** START OF Record excerpts **

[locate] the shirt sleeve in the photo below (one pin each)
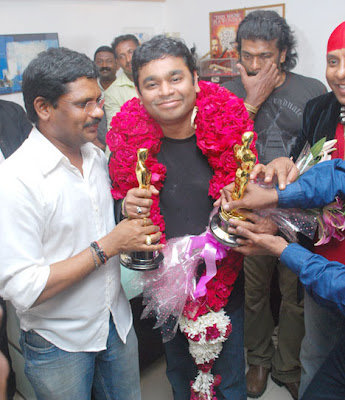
(23, 273)
(112, 106)
(323, 279)
(316, 188)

** END OF Record excerpts **

Instruction
Copy out all of the material above line for line, without changing anything. Leave out the pictures.

Answer to the problem
[locate] the shirt sleeve in the photo below (one pin each)
(23, 273)
(112, 106)
(323, 279)
(316, 188)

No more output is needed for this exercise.